— TEXTE PRÉSENTÉ —
╭──

Par Heinz Schneider

En Suisse, rien n’est laissé au hasard, c’est bien connu. Ni le fromage, ni les horaires des trains, et encore moins la formation des jeunes dans le domaine de la carrosserie. Lors des « Swiss Skills » qui se dérouleront à Berne en septembre 2025, la précision sera donc un atout majeur. Et celle-ci s’apprend. Autrement-dit : elle s’entraîne, se pratique, s’enseigne et ce, sans lésiner sur les moyens.

Douze jeunes carrossiers-tôliers se sont lancés dans l’aventure du championnat des métiers. Ce n’est pas une mince affaire, car les « Swiss Skills » ne permettent pas seulement de faire preuve de savoir-faire, mais aussi de sang-froid. Afin d’être à la hauteur, les jeunes candidats ont pris en main leurs outils en juillet dernier. Mais parler d’« outils » serait presque un affront. Nous parlons ici d’installations de soudage, de systèmes de mesure et d’étalonnage ainsi que d’un certain « Fast-Drill C2, qui est aussi rapide qu’un bolide de Formule 1, mais qui est en réalité une riveteuse.

Répartis en deux groupes de six – pour un meilleur encadrement – les candidats ont suivi un programme d’entraînement qui aurait même pu mettre à rude épreuve Rocky Balboa. Impliqués dans l’action : les sociétés « Blutech » à Wünnewil (FR) et « Glas Trösch Autoglas » à Oensingen (SO). Deux entreprises professionnelles, deux mondes, mais qui poursuivent un objectif commun : comprendre, appliquer et maitriser la technologie.

╰──

(Données enregistrées)

╭──

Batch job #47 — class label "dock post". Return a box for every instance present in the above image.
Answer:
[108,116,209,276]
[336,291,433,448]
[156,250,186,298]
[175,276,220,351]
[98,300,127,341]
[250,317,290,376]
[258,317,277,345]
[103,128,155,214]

╰──
╭──

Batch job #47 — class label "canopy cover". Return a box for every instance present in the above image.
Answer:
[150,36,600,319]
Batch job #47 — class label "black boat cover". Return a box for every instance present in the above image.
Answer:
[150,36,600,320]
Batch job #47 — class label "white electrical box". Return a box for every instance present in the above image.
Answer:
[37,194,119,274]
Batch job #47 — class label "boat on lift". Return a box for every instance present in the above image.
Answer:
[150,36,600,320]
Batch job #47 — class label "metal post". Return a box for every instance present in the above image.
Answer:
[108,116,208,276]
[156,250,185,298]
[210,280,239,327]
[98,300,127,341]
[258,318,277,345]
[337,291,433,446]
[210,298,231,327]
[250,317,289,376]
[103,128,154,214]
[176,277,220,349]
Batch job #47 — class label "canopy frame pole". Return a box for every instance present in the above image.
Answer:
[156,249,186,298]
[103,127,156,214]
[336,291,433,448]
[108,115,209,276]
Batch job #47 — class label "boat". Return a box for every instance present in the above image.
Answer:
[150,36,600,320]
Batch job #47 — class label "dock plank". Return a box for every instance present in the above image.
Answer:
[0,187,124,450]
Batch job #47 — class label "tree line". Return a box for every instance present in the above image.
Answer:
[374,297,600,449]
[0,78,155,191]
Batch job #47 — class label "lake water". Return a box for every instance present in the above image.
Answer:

╰──
╭──

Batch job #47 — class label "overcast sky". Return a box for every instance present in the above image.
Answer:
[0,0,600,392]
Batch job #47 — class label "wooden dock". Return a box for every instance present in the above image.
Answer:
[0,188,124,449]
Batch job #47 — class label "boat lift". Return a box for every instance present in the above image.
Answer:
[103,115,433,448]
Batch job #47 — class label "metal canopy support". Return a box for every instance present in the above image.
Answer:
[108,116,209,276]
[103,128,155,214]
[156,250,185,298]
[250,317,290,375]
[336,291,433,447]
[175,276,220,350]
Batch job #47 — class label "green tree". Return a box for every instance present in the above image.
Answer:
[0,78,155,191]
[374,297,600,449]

╰──

— TÂCHE 1 —
Restitue mot pour mot le passage du texte sur les Swiss Skills qui commence à "En Suisse, rien" et se termine à "sur les moyens.".
— TÂCHE 2 —
Reprends le texte sur les Swiss Skills après sa dernière phrase et poursuis-le.

— RÉPONSE 1 —
En Suisse, rien n’est laissé au hasard, c’est bien connu. Ni le fromage, ni les horaires des trains, et encore moins la formation des jeunes dans le domaine de la carrosserie. Lors des « Swiss Skills » qui se dérouleront à Berne en septembre 2025, la précision sera donc un atout majeur. Et celle-ci s’apprend. Autrement-dit : elle s’entraîne, se pratique, s’enseigne et ce, sans lésiner sur les moyens.

— RÉPONSE 2 —
Chez « Blutech », Roger Blum était l’homme du moment. Il était soutenu par Diana Schlup, coach et experte, ainsi que par son collaborateur et vice-champion suisse 2020 Manuel Kreuter, dont on dit qu’il a certainement plus d’expérience avec les clés à molette qu’un tôlier moyen que l’on peut trouver sur YouTube. Le propriétaire de Blutech a initié les candidats à l’univers des systèmes « Car-O-Liner ». Il s’agit ici d’installations d’alignement, de systèmes de mesure électroniques et d’aides au positionnement de pièces neuves. Bref, tout le programme pour des réparations précises des carrosseries. Le clou de la journée : Le « CTR 9 », une installation de soudage par résistance si futuriste qu’il pourrait tout droit sortir d’un film de James Bond. Sans oublier le « Fast-Drill-C2 », un nom à retenir, car il évoque à la fois la vitesse, la technologie et la testostérone.

Mais ce n’est pas tout, bien au contraire. Fin juillet, nous avons poursuivi notre visite chez « Glas Trösch Autoglas » et « Carbesa ». Claudio Dionisi et James Valvona – ça sonne comme un duo de flics italiens, mais il s’agit en réalité d’une équipe de techniciens de pointe du domaine Carbesa – nous ont expliqué l’utilisation d’un « spotter » (outil à retirer) et des installations de soudage MAG. Stefan Glatz, qui deviendra plus tard expert Swiss Skills, s’est chargé du calibrage ADAS et du diagnostic des véhicules, c’est-à-dire des systèmes de caméras frontales qui permettent aux voitures modernes d’être plus réactives que certains passagers. Et quel l’appareil a servi à la formation ? Bosch, bien sûr, fourni par ESA. Verdict : capacité élevée, plaisir également élevé.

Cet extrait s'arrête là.